● **Task goal**:
Can you repeat word for word the part of the text on savate and early mixed fighting below, starting with "The use of wrestling" and going on through "wrestler being defeated."?

Savate was invented in France. Its proponents were inspired to test modern techniques against more traditional ways of fighting. This resulted in an 1852 contest against French savate fighters and English bare-knuckle boxers. A French contestant called Rambaud managed to take down English fighter Dickson with his kicks. Despite this, the boxers still won the majority of rounds.

Savate users continued to challenge fighters of other martial arts throughout the 19th century. This included users of karate, judo and boxing. Savate proved to be more effective against Asian martial arts than western boxing. By the end of the century, wrestling became more of an influence on the French sport.

Wrestlers Fighting Boxers

The use of wrestling can still be seen in the modern version of mixed martial arts. By the 1880s wrestlers would regularly combine their standard moves with those from other fighting sports. They would compete in matches and tournaments inside music halls. In 1887 there was a significant match between wrestler William Muldoon and heavyweight boxing champion John L. Sullivan. Muldoon was defeated within two minutes as he was slammed to the mat. There was considerable publicity around this event.

In the late 1890s, there was another well-known encounter between boxers and wrestlers. This time the fight was boxing champion Bob Fitzsimmons against a similarly revered wrestler called Ernest Roeber. There were contradictory reports of the winner. However, these fights usually ended in the wrestler being defeated.

● **Listed entries**:

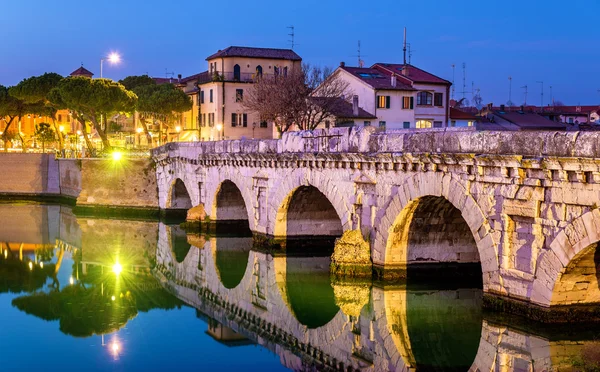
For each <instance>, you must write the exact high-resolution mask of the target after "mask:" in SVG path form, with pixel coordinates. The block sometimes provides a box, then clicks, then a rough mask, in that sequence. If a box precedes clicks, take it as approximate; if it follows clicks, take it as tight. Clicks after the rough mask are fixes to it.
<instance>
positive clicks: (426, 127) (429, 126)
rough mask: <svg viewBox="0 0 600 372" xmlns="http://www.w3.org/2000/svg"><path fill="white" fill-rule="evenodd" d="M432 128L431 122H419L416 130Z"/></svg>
mask: <svg viewBox="0 0 600 372" xmlns="http://www.w3.org/2000/svg"><path fill="white" fill-rule="evenodd" d="M432 126H433V123H432V122H431V120H417V123H416V125H415V128H431V127H432Z"/></svg>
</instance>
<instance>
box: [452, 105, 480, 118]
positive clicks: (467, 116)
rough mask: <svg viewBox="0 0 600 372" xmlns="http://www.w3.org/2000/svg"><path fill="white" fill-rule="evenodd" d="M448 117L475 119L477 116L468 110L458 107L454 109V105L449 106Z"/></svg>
mask: <svg viewBox="0 0 600 372" xmlns="http://www.w3.org/2000/svg"><path fill="white" fill-rule="evenodd" d="M450 119H451V120H477V119H478V118H477V117H476V116H475V115H472V114H470V113H468V112H464V111H461V110H459V109H455V108H454V107H450Z"/></svg>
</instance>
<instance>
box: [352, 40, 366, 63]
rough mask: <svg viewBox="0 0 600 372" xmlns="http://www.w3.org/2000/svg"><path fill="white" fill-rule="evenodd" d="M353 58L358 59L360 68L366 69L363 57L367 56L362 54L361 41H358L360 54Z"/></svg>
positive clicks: (359, 53)
mask: <svg viewBox="0 0 600 372" xmlns="http://www.w3.org/2000/svg"><path fill="white" fill-rule="evenodd" d="M353 57H358V67H364V65H365V61H363V60H362V57H365V56H363V55H361V54H360V40H359V41H358V54H357V55H355V56H353Z"/></svg>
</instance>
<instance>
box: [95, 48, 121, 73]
mask: <svg viewBox="0 0 600 372" xmlns="http://www.w3.org/2000/svg"><path fill="white" fill-rule="evenodd" d="M104 61H108V62H110V63H111V64H116V63H119V62H121V56H120V55H118V54H117V53H115V52H113V53H111V54H109V55H108V56H107V57H104V58H100V79H102V64H103V63H104Z"/></svg>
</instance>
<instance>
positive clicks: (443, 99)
mask: <svg viewBox="0 0 600 372" xmlns="http://www.w3.org/2000/svg"><path fill="white" fill-rule="evenodd" d="M334 74H336V75H338V77H339V78H341V79H343V80H344V81H346V82H347V83H348V85H349V90H350V91H352V93H353V94H354V95H355V96H358V101H359V106H360V109H361V110H364V111H366V112H367V113H369V114H371V115H372V116H373V117H375V118H376V119H375V120H374V121H375V123H373V125H377V126H379V127H382V128H385V129H409V128H441V127H447V126H448V122H449V104H448V102H449V101H448V98H449V92H450V86H451V85H452V83H450V82H449V81H447V80H444V79H442V78H440V77H438V76H435V75H433V74H431V73H429V72H427V71H424V70H421V69H419V68H417V67H415V66H413V65H410V64H406V65H404V64H394V63H376V64H374V65H373V66H371V67H369V68H365V67H349V66H346V65H345V64H344V63H342V64H340V66H339V67H338V68H337V69H336V71H334ZM371 123H372V121H370V120H369V121H367V120H365V121H364V122H362V123H361V122H355V125H370V124H371ZM345 124H346V125H347V123H345Z"/></svg>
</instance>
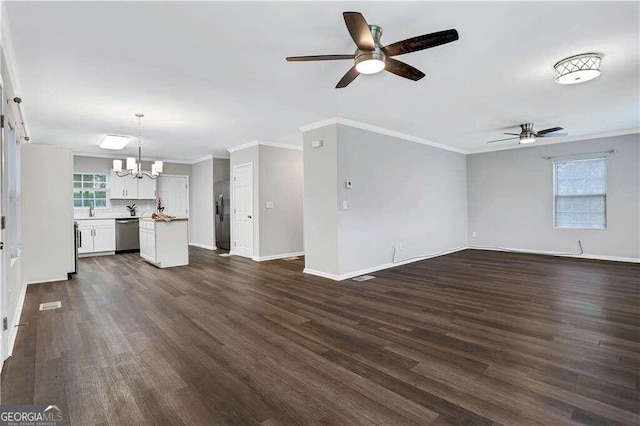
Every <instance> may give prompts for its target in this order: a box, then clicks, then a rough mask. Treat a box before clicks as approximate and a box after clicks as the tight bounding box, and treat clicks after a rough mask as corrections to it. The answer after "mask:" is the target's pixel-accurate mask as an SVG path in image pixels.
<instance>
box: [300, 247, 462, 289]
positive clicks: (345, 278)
mask: <svg viewBox="0 0 640 426" xmlns="http://www.w3.org/2000/svg"><path fill="white" fill-rule="evenodd" d="M466 249H467V246H463V247H456V248H454V249H450V250H443V251H441V252H438V253H434V254H430V255H427V256H422V257H416V258H412V259H407V260H401V261H399V262H396V263H393V262H389V263H384V264H382V265H377V266H372V267H370V268H366V269H361V270H359V271H354V272H348V273H346V274H341V275H336V274H330V273H327V272H322V271H316V270H314V269H309V268H304V270H303V271H302V272H304V273H305V274H310V275H316V276H318V277H322V278H328V279H330V280H334V281H343V280H348V279H349V278H353V277H358V276H360V275H366V274H370V273H372V272H377V271H382V270H384V269H389V268H395V267H396V266H402V265H407V264H409V263H414V262H420V261H422V260H426V259H432V258H434V257H439V256H445V255H447V254H451V253H456V252H459V251H462V250H466Z"/></svg>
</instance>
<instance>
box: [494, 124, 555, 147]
mask: <svg viewBox="0 0 640 426" xmlns="http://www.w3.org/2000/svg"><path fill="white" fill-rule="evenodd" d="M520 127H521V128H522V131H521V132H520V133H505V135H512V136H513V137H510V138H504V139H496V140H494V141H489V142H487V143H494V142H502V141H508V140H512V139H519V141H518V143H521V144H526V143H533V142H535V141H536V139H537V138H560V137H563V136H567V133H557V132H558V131H560V130H562V127H551V128H549V129H544V130H540V131H539V132H535V131H534V130H533V123H525V124H521V125H520Z"/></svg>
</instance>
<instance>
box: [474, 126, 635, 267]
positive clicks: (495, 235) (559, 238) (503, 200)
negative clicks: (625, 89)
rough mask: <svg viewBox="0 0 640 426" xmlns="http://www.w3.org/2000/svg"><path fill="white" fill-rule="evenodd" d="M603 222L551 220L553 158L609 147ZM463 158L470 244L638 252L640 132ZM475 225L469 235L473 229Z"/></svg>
mask: <svg viewBox="0 0 640 426" xmlns="http://www.w3.org/2000/svg"><path fill="white" fill-rule="evenodd" d="M609 149H615V150H616V151H617V152H616V153H615V154H611V155H608V157H607V173H608V176H607V229H605V230H585V229H556V228H554V226H553V161H550V160H546V159H543V158H542V157H546V156H565V155H568V156H569V157H567V158H571V156H572V155H575V154H581V153H589V152H597V151H607V150H609ZM467 160H468V189H469V226H468V229H469V245H471V246H489V247H502V248H514V249H523V250H533V251H542V252H563V253H577V252H579V248H578V243H577V241H578V240H581V241H582V245H583V247H584V251H585V255H586V256H589V257H600V258H609V257H613V258H623V259H626V260H634V259H635V260H636V261H637V260H639V258H640V135H638V134H635V135H627V136H617V137H610V138H602V139H592V140H586V141H579V142H567V143H560V144H554V145H543V146H534V147H527V148H519V149H510V150H505V151H497V152H489V153H483V154H474V155H469V156H468V157H467ZM472 232H476V235H477V236H476V237H475V238H474V237H473V236H472V235H471V233H472Z"/></svg>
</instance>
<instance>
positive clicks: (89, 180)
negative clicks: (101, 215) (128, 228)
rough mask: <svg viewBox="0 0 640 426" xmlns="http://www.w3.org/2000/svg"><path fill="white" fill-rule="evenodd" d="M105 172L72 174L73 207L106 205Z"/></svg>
mask: <svg viewBox="0 0 640 426" xmlns="http://www.w3.org/2000/svg"><path fill="white" fill-rule="evenodd" d="M108 191H109V186H108V180H107V173H74V174H73V207H89V206H90V205H91V203H93V205H94V207H107V192H108Z"/></svg>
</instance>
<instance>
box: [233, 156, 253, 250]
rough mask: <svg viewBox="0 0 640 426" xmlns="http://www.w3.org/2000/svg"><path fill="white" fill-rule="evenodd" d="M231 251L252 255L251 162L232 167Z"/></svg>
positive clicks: (252, 224) (252, 164)
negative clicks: (233, 239) (232, 241)
mask: <svg viewBox="0 0 640 426" xmlns="http://www.w3.org/2000/svg"><path fill="white" fill-rule="evenodd" d="M232 201H233V203H234V210H233V220H234V225H235V226H234V230H235V232H234V244H233V252H234V253H235V254H237V255H239V256H244V257H253V164H245V165H242V166H236V167H234V168H233V199H232Z"/></svg>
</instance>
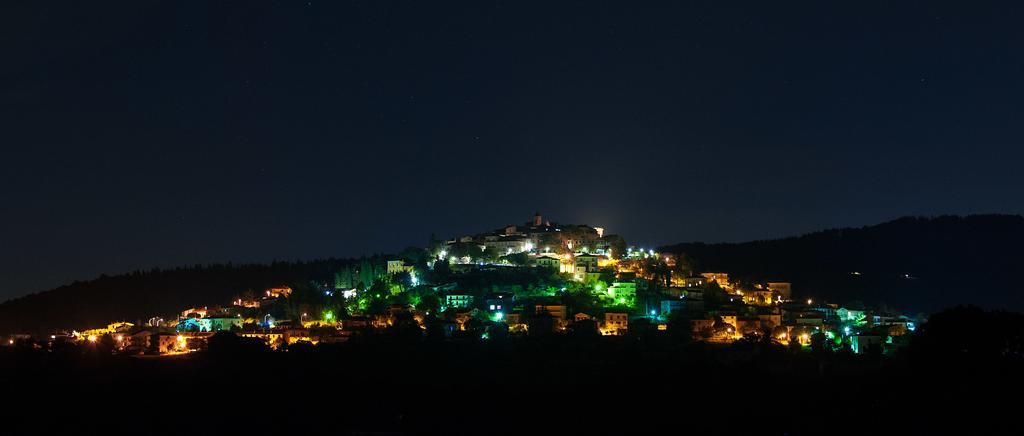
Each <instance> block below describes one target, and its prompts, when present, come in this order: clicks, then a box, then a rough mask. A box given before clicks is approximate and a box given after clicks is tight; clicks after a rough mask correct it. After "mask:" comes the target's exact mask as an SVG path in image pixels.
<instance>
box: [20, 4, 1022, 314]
mask: <svg viewBox="0 0 1024 436" xmlns="http://www.w3.org/2000/svg"><path fill="white" fill-rule="evenodd" d="M114 3H116V2H71V1H69V2H61V1H53V2H39V1H11V2H3V5H0V53H2V56H3V60H2V62H0V64H2V68H0V120H2V121H0V123H2V124H0V131H2V136H0V143H2V150H3V152H2V158H0V197H2V199H3V202H0V278H2V280H0V300H3V299H6V298H10V297H14V296H18V295H23V294H26V293H29V292H33V291H39V290H43V289H46V288H50V287H53V286H56V285H60V284H65V282H68V281H70V280H73V279H86V278H91V277H94V276H95V275H97V274H99V273H101V272H108V273H118V272H124V271H129V270H132V269H136V268H148V267H152V266H158V265H159V266H174V265H179V264H195V263H206V262H214V261H234V262H243V261H264V260H271V259H309V258H318V257H327V256H339V257H347V256H358V255H361V254H369V253H375V252H388V251H395V250H398V249H400V248H402V247H406V246H409V245H423V244H425V243H426V241H427V238H428V236H429V235H430V233H431V232H435V233H437V234H438V235H440V236H447V235H453V234H456V233H468V232H471V231H476V230H484V229H489V228H495V227H499V226H501V225H504V224H506V223H512V222H521V221H525V220H527V219H528V218H529V217H530V215H532V213H534V212H535V211H541V212H543V213H544V214H545V215H547V216H550V217H551V218H552V219H554V220H558V221H561V222H583V223H589V224H592V225H601V226H604V227H605V228H607V230H608V231H609V232H618V233H622V234H624V235H625V236H626V237H627V239H628V241H630V242H635V243H638V244H644V245H653V244H668V243H676V242H683V241H706V242H721V241H744V239H752V238H764V237H772V236H781V235H790V234H794V233H801V232H805V231H810V230H815V229H820V228H824V227H835V226H847V225H864V224H871V223H877V222H880V221H883V220H888V219H891V218H895V217H899V216H903V215H934V214H944V213H961V214H964V213H987V212H1002V213H1021V212H1024V205H1022V203H1021V199H1022V198H1024V171H1022V170H1021V169H1020V166H1021V163H1022V162H1024V148H1022V146H1021V145H1022V144H1024V132H1022V130H1021V126H1022V125H1021V121H1022V115H1024V114H1022V113H1024V111H1022V101H1024V86H1022V84H1021V79H1022V78H1024V68H1022V67H1024V49H1022V47H1024V26H1022V25H1021V23H1022V21H1024V13H1022V9H1021V6H1019V2H1005V4H1001V5H995V4H994V3H993V4H992V5H986V4H984V3H983V2H963V1H961V2H949V5H937V4H936V2H909V1H908V2H894V1H879V2H873V1H808V2H800V1H793V2H788V1H787V2H765V1H756V2H751V3H752V5H745V6H744V5H740V3H741V2H727V1H708V2H649V3H647V2H632V1H623V2H601V1H581V2H552V1H544V2H537V3H531V2H522V1H507V2H487V1H472V2H466V3H463V4H457V3H452V2H427V1H409V2H384V1H375V0H367V1H358V2H349V1H331V2H328V1H312V2H308V3H307V2H257V1H195V2H187V1H177V0H175V1H139V0H135V1H130V2H124V3H123V4H114ZM440 3H444V5H443V6H441V5H440ZM642 3H647V4H642ZM675 3H680V4H675ZM681 3H687V4H685V5H683V4H681ZM1014 3H1017V4H1014Z"/></svg>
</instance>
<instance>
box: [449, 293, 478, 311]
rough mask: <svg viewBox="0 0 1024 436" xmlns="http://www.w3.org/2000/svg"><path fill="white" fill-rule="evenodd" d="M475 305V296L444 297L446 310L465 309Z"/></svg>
mask: <svg viewBox="0 0 1024 436" xmlns="http://www.w3.org/2000/svg"><path fill="white" fill-rule="evenodd" d="M472 304H473V296H471V295H469V294H447V295H445V296H444V308H453V307H454V308H458V309H465V308H468V307H469V306H470V305H472Z"/></svg>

● **Result**:
The use of wrestling can still be seen in the modern version of mixed martial arts. By the 1880s wrestlers would regularly combine their standard moves with those from other fighting sports. They would compete in matches and tournaments inside music halls. In 1887 there was a significant match between wrestler William Muldoon and heavyweight boxing champion John L. Sullivan. Muldoon was defeated within two minutes as he was slammed to the mat. There was considerable publicity around this event.

In the late 1890s, there was another well-known encounter between boxers and wrestlers. This time the fight was boxing champion Bob Fitzsimmons against a similarly revered wrestler called Ernest Roeber. There were contradictory reports of the winner. However, these fights usually ended in the wrestler being defeated.